Work request: Copy out the data in full and exactly, passing over the pictures.

Extracted data entries:
------------------------------

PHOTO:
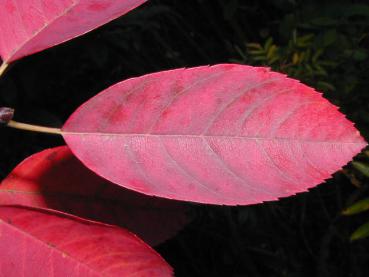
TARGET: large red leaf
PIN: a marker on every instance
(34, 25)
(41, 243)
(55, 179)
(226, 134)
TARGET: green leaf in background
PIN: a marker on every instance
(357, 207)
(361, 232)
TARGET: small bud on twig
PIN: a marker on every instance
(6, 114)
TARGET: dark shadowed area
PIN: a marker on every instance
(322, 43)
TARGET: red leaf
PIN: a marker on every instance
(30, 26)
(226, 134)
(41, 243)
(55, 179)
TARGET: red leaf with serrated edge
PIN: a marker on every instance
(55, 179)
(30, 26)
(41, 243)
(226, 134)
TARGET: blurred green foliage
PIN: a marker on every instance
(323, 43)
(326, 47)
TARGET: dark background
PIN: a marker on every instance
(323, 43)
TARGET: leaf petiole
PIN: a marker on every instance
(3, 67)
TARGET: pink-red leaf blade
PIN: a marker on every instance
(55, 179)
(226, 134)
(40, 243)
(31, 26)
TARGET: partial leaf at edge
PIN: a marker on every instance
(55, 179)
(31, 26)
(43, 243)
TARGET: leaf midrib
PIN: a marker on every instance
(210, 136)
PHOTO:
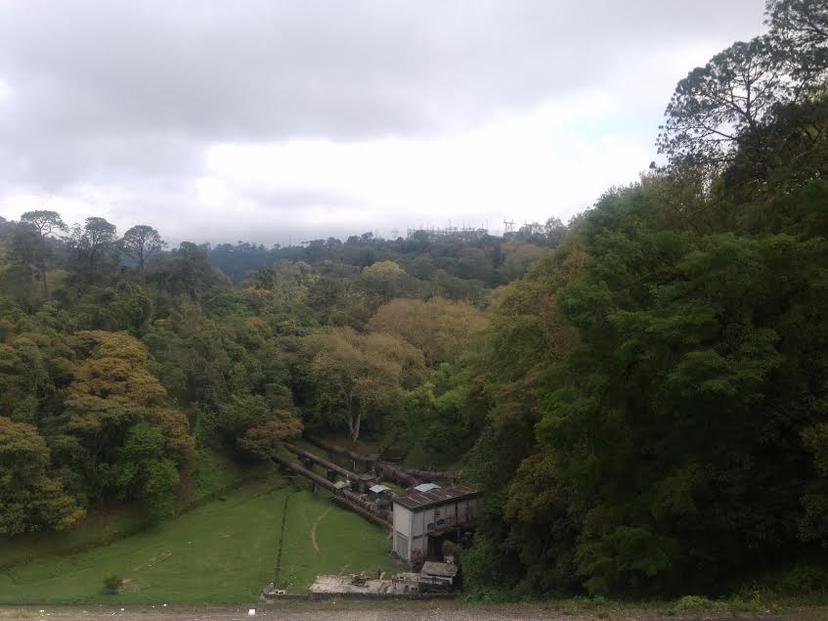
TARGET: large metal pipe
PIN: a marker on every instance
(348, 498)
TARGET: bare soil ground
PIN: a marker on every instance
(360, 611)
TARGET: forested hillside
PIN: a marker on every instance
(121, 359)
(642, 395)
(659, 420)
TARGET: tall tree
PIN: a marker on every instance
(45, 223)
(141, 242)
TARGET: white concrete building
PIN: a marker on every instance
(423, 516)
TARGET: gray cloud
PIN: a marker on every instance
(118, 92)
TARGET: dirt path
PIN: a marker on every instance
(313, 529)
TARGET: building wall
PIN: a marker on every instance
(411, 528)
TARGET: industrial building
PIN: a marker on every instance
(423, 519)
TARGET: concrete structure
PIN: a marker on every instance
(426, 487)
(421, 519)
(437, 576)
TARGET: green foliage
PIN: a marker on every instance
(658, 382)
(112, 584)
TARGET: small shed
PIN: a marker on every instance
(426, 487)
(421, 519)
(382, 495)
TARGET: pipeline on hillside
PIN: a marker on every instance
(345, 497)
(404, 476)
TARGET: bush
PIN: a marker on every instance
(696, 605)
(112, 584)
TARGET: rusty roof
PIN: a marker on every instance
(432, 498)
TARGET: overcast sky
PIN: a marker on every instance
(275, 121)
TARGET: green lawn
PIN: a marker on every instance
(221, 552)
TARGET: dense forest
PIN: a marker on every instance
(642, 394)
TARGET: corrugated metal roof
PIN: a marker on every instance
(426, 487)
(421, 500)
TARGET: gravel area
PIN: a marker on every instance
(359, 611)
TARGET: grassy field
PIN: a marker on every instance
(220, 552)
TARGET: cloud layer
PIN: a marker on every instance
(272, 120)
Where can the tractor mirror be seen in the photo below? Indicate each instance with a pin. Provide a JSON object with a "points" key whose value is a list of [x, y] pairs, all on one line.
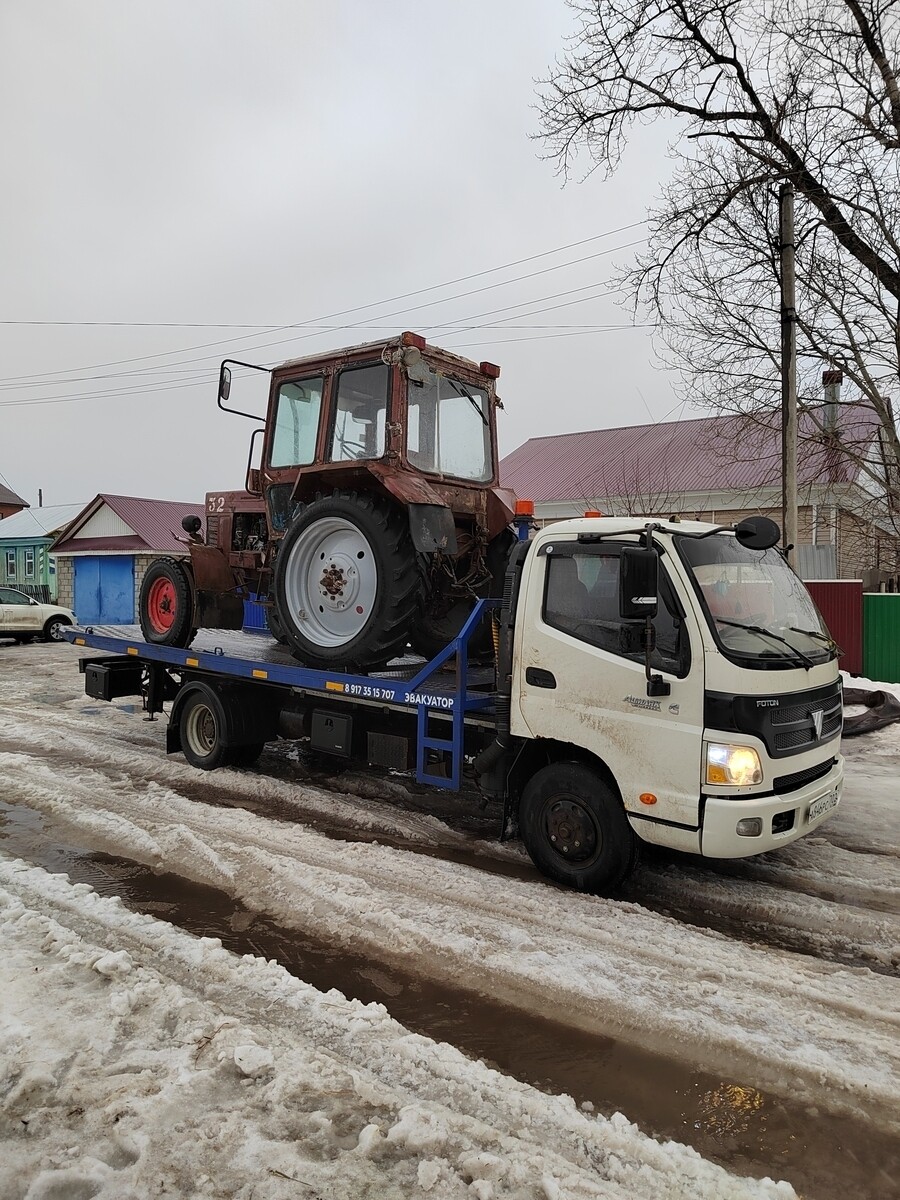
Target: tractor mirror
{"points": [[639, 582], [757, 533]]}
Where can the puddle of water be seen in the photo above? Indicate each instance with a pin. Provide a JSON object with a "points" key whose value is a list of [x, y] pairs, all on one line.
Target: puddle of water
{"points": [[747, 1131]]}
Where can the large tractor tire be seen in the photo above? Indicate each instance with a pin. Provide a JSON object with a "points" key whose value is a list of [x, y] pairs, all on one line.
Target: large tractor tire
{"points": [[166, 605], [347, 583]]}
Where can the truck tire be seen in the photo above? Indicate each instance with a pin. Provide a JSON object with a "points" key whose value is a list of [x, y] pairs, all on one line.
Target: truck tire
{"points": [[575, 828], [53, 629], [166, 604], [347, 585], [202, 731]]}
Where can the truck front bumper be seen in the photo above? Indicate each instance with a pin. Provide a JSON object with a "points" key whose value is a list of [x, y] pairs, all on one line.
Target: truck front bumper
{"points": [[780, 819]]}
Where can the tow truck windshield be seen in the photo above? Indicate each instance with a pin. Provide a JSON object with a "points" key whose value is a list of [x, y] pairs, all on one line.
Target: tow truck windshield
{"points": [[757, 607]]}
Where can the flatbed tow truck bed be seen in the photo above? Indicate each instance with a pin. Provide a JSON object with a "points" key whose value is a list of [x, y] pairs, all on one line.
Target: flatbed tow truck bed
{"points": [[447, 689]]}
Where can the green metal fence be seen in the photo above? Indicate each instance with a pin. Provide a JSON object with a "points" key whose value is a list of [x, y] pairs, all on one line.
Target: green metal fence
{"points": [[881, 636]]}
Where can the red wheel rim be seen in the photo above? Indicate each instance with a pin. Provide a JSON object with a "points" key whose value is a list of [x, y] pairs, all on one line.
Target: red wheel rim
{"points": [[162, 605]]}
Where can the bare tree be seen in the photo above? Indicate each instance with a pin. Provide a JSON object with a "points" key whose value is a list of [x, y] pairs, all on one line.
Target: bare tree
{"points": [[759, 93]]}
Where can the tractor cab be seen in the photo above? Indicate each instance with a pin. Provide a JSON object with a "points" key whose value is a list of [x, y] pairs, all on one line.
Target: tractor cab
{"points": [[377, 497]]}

------------------------------

Response area:
PHOTO:
TARGET: large red leaf
PIN: a marker on every instance
(34, 25)
(41, 243)
(55, 179)
(226, 134)
TARGET: green leaf in background
PIN: a marker on every instance
(357, 207)
(361, 232)
TARGET: small bud on twig
PIN: a marker on every instance
(6, 114)
TARGET: dark shadowed area
PIN: a marker on every instance
(322, 43)
TARGET: red leaf
PIN: a marker on every instance
(30, 26)
(226, 134)
(41, 243)
(55, 179)
TARGET: red leaf with serrated edge
PIN: a marker on every instance
(55, 179)
(30, 26)
(41, 243)
(226, 134)
TARGET: blurred green foliage
PIN: a marker on every instance
(323, 43)
(326, 47)
TARGET: dark background
PIN: a marker on every instance
(323, 43)
TARGET: leaf petiole
PIN: a marker on every instance
(3, 67)
TARGET: pink-red leaf blade
PIN: a marker on every instance
(55, 179)
(226, 134)
(40, 243)
(31, 26)
TARGET: partial leaf at edge
PIN: a marker on every instance
(55, 179)
(31, 26)
(43, 243)
TARGET: leaf midrib
PIN: a marker on every instance
(210, 136)
PHOTO:
TARGET: large metal pipe
PIN: a marker on every instance
(348, 498)
TARGET: bare soil ground
PIN: a marker on every instance
(360, 611)
TARGET: forested hillside
PIN: a marker on every instance
(121, 359)
(642, 395)
(659, 420)
TARGET: tall tree
PIN: a marker on every instance
(45, 223)
(141, 242)
TARGET: white concrete building
PIN: a marker on every instance
(423, 516)
TARGET: gray cloud
PIN: a marker on every instance
(118, 92)
TARGET: dirt path
PIN: a marker on every instance
(313, 529)
TARGET: building wall
PIN: a marker on every instance
(411, 528)
TARGET: industrial building
PIN: a marker on every instance
(423, 519)
TARGET: concrete structure
PIN: a marker on every instance
(426, 487)
(421, 519)
(437, 576)
TARGET: green foliage
PIN: a marker on every instance
(658, 382)
(112, 584)
TARGET: small shed
PIN: a marker on every instance
(426, 487)
(421, 519)
(382, 495)
TARGET: pipeline on hillside
PIN: a marker on every instance
(345, 497)
(404, 476)
TARGET: bush
PIN: a marker on every instance
(696, 605)
(112, 584)
TARGET: rusty roof
PIN: a marker on every instance
(432, 498)
TARGET: overcast sky
PIN: a marker on every instance
(275, 121)
TARGET: green lawn
PIN: a marker on every instance
(221, 552)
TARGET: dense forest
PIN: a marker on every instance
(642, 394)
TARGET: corrugated metal roof
PIN: a marker on every instance
(426, 487)
(421, 500)
TARGET: gravel area
PIN: a marker on every instance
(359, 611)
TARGET: grassy field
PIN: a marker on every instance
(220, 552)
TARGET: cloud layer
PIN: a marker on every instance
(272, 120)
Where can the tractor mirror be seen in the photo below? Indicate each instance with a pin. Provide a JSON object with a "points" key whose value is a list of [x, y] pairs, all on one line.
Target: tractor mirror
{"points": [[639, 582], [757, 533]]}
Where can the puddle of water be seen in the photo above? Indicate each instance with a pin. Provide a JSON object with a "points" key whose value is a list of [x, y] pairs, all on one line.
Target: puddle of water
{"points": [[747, 1131]]}
Where can the large tractor tire be seen in the photo above? Indicate each instance with a pin. Provide a JSON object with a "points" key whose value is a list of [x, y] pairs, all on one line.
Target: large tractor tire
{"points": [[166, 605], [347, 583]]}
Where can the truck tire be seen in the photo above? Indicate each instance with a pin. Provide a JSON object with a "points" key whose value is a list of [x, y] pairs, all on one line.
Target: truck tire
{"points": [[575, 828], [53, 629], [166, 604], [347, 585], [202, 731]]}
Where can the truck front bumper be seen in the photo above? Indicate each instance with a pin. Provide a JSON object with a "points" key whose value is a list of [x, y] pairs, all on one line.
Target: truck front bumper
{"points": [[780, 819]]}
Where can the tow truck windshield be seen in the photo above? Indicate each instance with a pin. Provide a JSON object with a "points" key whose value is a list of [x, y] pairs, all on one line.
Target: tow truck windshield
{"points": [[757, 607]]}
Where can the flatbed tow truck bed be seen in the photo above? Indicate each instance with a pin. Provide a JSON object with a "points" key whose value is a list of [x, y] pairs, all on one line.
Target: flatbed tow truck bed
{"points": [[447, 689]]}
Where can the green metal fence be seen in the photo above? Indicate each instance with a pin. Provide a JSON object with a "points" key whose value is a list of [x, y] pairs, all on one line.
Target: green metal fence
{"points": [[881, 636]]}
Where can the red wheel rim be seen in the photo above? Indicate each instance with a pin. Provide a JSON object with a "points" key whose value is a list of [x, y] pairs, all on one line.
Target: red wheel rim
{"points": [[162, 605]]}
Where can the bare tree be seen in the photo above? Indicate each instance with a pin. Provide a JSON object with a "points" key whose value is a list of [x, y] pairs, all on one line.
Target: bare tree
{"points": [[759, 93]]}
Where can the tractor cab be seen in the photo above? Indicate each instance with a pin. Provide a JSON object with a "points" key whose value is a list of [x, y] pairs, all on one line.
Target: tractor cab
{"points": [[377, 497]]}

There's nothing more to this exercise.